- About this exercise -
Every word of every entry must be retyped exactly.

- Available data -
== == ==
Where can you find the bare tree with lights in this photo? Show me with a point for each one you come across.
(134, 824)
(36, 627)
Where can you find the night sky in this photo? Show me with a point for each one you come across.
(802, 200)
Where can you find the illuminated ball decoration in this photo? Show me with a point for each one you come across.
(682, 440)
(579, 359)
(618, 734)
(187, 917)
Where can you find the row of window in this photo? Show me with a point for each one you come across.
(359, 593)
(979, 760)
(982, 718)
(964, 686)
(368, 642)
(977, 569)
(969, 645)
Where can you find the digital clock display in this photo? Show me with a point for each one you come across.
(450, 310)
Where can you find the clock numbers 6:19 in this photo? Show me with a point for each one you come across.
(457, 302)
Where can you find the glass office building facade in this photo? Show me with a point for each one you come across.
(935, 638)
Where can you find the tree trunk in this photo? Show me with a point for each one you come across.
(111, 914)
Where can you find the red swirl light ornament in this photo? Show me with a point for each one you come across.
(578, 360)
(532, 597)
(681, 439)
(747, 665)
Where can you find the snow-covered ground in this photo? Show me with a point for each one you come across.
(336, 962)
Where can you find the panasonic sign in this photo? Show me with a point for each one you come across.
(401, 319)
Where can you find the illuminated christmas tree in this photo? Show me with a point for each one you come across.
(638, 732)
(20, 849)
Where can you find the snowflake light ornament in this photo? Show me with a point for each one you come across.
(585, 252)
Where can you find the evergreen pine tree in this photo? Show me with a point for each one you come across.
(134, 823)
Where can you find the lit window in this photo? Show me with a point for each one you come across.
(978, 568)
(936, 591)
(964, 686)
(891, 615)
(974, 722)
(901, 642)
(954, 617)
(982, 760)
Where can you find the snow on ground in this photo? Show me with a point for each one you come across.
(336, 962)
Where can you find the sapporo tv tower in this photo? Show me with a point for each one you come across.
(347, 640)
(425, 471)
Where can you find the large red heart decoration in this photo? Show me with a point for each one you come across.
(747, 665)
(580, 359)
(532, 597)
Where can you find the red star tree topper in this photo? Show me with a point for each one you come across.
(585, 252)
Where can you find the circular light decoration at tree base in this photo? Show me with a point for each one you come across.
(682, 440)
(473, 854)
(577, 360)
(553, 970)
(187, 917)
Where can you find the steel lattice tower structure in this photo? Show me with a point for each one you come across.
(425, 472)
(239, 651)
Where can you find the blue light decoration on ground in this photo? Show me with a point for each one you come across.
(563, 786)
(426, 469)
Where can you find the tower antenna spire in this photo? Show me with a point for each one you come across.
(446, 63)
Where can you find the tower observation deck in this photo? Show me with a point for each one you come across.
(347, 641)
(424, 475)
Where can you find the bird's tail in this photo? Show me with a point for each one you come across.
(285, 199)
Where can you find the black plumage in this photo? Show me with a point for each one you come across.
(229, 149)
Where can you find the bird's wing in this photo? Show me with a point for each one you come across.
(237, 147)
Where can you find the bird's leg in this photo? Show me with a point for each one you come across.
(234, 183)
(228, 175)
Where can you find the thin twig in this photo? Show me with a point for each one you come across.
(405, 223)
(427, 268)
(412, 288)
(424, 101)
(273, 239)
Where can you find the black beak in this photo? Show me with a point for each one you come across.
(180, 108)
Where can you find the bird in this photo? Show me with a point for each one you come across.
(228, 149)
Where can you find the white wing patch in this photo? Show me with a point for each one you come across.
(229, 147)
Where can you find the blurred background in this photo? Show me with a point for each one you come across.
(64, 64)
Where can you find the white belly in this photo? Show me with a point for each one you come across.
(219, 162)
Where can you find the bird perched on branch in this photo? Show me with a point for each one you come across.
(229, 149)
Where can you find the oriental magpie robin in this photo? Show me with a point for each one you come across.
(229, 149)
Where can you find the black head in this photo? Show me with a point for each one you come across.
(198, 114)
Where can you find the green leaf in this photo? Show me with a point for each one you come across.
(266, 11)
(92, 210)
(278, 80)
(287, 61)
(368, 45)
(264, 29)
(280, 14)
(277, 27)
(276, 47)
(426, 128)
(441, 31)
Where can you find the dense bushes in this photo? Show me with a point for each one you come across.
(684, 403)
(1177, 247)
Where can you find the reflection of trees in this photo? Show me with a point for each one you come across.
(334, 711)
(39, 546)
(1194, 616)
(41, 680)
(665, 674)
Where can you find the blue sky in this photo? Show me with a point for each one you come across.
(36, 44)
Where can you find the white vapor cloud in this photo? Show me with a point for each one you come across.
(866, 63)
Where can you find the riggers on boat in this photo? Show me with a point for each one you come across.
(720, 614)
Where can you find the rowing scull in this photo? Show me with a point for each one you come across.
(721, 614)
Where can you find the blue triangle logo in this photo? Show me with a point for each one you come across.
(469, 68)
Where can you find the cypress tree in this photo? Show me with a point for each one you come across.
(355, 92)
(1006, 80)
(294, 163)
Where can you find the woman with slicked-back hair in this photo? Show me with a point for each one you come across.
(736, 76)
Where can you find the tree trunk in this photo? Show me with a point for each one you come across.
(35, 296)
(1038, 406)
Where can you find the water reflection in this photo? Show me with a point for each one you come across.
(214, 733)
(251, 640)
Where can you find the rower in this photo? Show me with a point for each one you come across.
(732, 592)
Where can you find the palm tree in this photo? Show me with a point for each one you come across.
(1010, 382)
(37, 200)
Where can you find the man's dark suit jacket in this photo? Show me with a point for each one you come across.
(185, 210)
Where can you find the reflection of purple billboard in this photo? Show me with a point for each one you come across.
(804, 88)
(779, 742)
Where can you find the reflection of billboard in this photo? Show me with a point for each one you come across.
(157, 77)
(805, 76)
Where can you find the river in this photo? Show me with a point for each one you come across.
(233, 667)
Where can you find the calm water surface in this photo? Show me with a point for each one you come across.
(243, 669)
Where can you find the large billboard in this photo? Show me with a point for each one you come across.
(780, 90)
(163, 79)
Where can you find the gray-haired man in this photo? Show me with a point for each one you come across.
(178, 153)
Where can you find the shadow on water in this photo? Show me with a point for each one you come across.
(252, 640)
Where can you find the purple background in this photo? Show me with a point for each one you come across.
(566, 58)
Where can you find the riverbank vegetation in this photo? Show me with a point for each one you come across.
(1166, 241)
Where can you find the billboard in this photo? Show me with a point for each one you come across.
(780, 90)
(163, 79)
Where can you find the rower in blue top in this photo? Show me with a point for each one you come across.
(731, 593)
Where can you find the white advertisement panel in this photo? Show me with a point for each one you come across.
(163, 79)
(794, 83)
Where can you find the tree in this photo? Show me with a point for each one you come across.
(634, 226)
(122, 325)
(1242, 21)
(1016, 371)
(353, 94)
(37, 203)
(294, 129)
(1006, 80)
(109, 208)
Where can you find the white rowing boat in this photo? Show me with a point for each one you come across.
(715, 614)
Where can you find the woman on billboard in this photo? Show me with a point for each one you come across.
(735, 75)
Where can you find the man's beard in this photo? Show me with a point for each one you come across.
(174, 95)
== == ==
- Task solution -
Where can you find the bare tree with lights in this photo? Show me with a point for each one you come across.
(134, 824)
(36, 627)
Where can you find the night sky in this photo? Show me with a point for each one you come across.
(802, 200)
Where can you find the illuminated ball decoration in this photo? Show me with a point for each one you come across.
(682, 440)
(579, 359)
(618, 734)
(187, 917)
Where can you find the row of window in this photo? Show me with a point for each one you come across.
(359, 593)
(979, 760)
(982, 718)
(964, 686)
(368, 642)
(977, 569)
(969, 645)
Where can you find the digital clock display in this photo? Show me with a point for each one you come across.
(450, 310)
Where can you find the clock numbers 6:19 in this photo? Show me with a point for each one you come across.
(457, 302)
Where can you find the glass office building facade in this photo? Show me with a point for each one you come across.
(935, 638)
Where can you find the tree trunk in this photo? Show me with a point for each one you come across.
(111, 914)
Where can you find the red swirl light ornament in this photo? Show me with a point for each one you come across.
(578, 360)
(532, 597)
(681, 439)
(747, 665)
Where can you find the snow-covered ground in this photo? Show me with a point for each one you come across.
(336, 962)
Where can you find the panasonic sign in this photo? Show me with a point for each one you come across.
(401, 319)
Where can you find the illuminated christmas tree in this photo? Show me with a point for each one you come across.
(638, 732)
(20, 849)
Where can you find the snowflake light ornament in this photo? Show me with a point for each one you come across.
(585, 252)
Where can you find the evergreen pine tree in this photo? Show me with a point for each one you come across.
(134, 823)
Where can you find the lit window in this photo? Show me with a point for each one you come across.
(978, 568)
(936, 591)
(964, 686)
(891, 615)
(974, 722)
(901, 642)
(954, 617)
(982, 760)
Where can you find the snow on ground in this photo? Show me with a point for each one you come across.
(336, 962)
Where can you find the sapporo tv tower in this photo? Show me with a point for each one you come across.
(347, 640)
(425, 471)
Where can you find the large red heart decoration in this photo? Show me with a point for each one you come across.
(747, 665)
(580, 359)
(532, 597)
Where can you find the red star tree topper in this photo? Show me with a point for each one you come across.
(585, 252)
Where can you find the circular light decoration at tree base in this photo? Show me with a point for each one you come across.
(682, 440)
(473, 854)
(577, 360)
(553, 970)
(187, 917)
Where can you find the steel lattice tower structure in this photo? Show me with a point for each one you come across.
(425, 472)
(239, 651)
Where can you find the blue light decoration on ground in this photo? Show me with a point for each one you come across.
(563, 786)
(426, 469)
Where can you find the tower antenna spire in this photo? Show me with a point for each one you come across.
(446, 63)
Where can you find the tower observation deck in this photo? Show me with a point for each one you come across.
(347, 641)
(424, 475)
Where can you find the bird's tail in this photo? Show me with a point for each one you come across.
(285, 199)
Where can you find the black plumage in this photo? Show me with a point for each one you come across.
(229, 149)
Where can you find the bird's wing in this photo? Show me with a point for each one you come across.
(237, 147)
Where can you find the bird's leg in this photo? Show me with a point for each one you come across.
(234, 183)
(228, 175)
Where can you find the thin twig in this photo? Show me with a point for each one you come across.
(405, 223)
(427, 268)
(412, 288)
(424, 101)
(273, 239)
Where can you find the black beak in this photo? Show me with a point for each one you come across.
(180, 108)
Where can you find the bird in this photo? Show me with a point for each one you come across.
(228, 149)
Where can you find the white wing patch in this photo? Show me with a point for each one you come across.
(229, 147)
Where can you find the blurred background in this photo? Show me with a point for each one you come across.
(64, 64)
Where can you find the white belly in this photo? Show me with a point for each one you come across.
(219, 162)
Where can you find the bird perched on branch in this photo? Show me with a point for each one you come across.
(229, 149)
Where can you find the oriental magpie robin in this photo? Show me with a point for each one you come across.
(229, 149)
Where can you find the black head in this photo? Show me with a point for each one you come across.
(198, 114)
Where can you find the green leaf in this photo? Show me with a point for each one you come across.
(266, 11)
(92, 210)
(278, 80)
(287, 61)
(368, 45)
(264, 29)
(280, 14)
(277, 27)
(276, 47)
(426, 128)
(441, 31)
Where can you find the dense bushes in this photo? Show me with a point for each one you come across.
(684, 403)
(1177, 247)
Where can you find the reflection of trees in this photo? Show me with a point for each one you come across.
(334, 711)
(39, 546)
(1194, 616)
(41, 680)
(665, 674)
Where can you find the blue sky in this photo? Show me with a point for each one you come across.
(36, 44)
Where can you find the white vapor cloud in this photo? Show me with a point for each one you come across.
(866, 63)
Where can you find the riggers on boat in this photo? Show me with a point for each one you come across.
(720, 614)
Where can you find the rowing scull in this photo? Show me with a point for each one you come across.
(721, 614)
Where can you find the blue triangle logo in this photo? Show me with a point for each one you come across.
(469, 68)
Where can you find the cypress tree in this photo? Show me with a point for each one you come across.
(355, 92)
(1006, 80)
(294, 163)
Where can you find the woman with slicked-back hair in this photo? Show me with a point for each one you come across.
(736, 76)
Where can you find the tree trunk in this photo? Show me with a point for each one you come across.
(35, 296)
(1038, 406)
Where can you find the water reflection in this photo? Show me with a point for each one you come across.
(214, 733)
(251, 640)
Where can you find the rower in this photo? Show me with a point for each one you come across.
(732, 592)
Where can you find the palm tree in this photo? Show me with a point for each one you come across.
(1010, 382)
(37, 200)
Where can you find the man's dark suit jacket in this photo? Show me with a point for each one you come across.
(185, 210)
Where can you find the reflection of purple billboard in this photo? Show me with a point for each one you come across.
(804, 88)
(779, 742)
Where can you find the reflection of billboard in this photo? Show me with a point for each one you come across.
(157, 77)
(805, 76)
Where can you find the river in this photo? Show me with a point for each one you come across.
(233, 667)
Where can you find the calm water surface in this photo? Show me with a point for each one you come across.
(243, 669)
Where can you find the large billboard in this photo? Show me with a point for each one you come across.
(780, 90)
(163, 79)
Where can you find the gray-haired man in this photo? Show me with a point for each one you come across.
(178, 153)
Where can you find the shadow on water in this photo? Show me with a point for each one you come across.
(252, 640)
Where can you find the purple background in this photo? Show me with a point for each one you come across.
(566, 58)
Where can you find the riverbank vegetation in this photo? Show me with a point for each one you come across.
(1166, 241)
Where can you find the billboard in this photo? Show me with a point for each one you come across.
(780, 90)
(163, 79)
Where can you find the rower in blue top in this photo? Show me with a point for each one you come across.
(731, 593)
Where can you find the white advertisement panel in this photo? Show me with a point for each one you come across.
(163, 79)
(794, 83)
Where can you find the tree in this photo? Show me with a point for each one you come across.
(634, 226)
(122, 325)
(1242, 21)
(1016, 371)
(353, 94)
(37, 203)
(294, 129)
(1006, 80)
(109, 208)
Where can you find the white rowing boat in this photo? Show me with a point for each one you come across.
(715, 614)
Where can you find the woman on billboard in this photo? Show me with a point for each one you come across.
(735, 75)
Where can you find the man's beard in this photo? Show me with a point for each one you come across.
(174, 95)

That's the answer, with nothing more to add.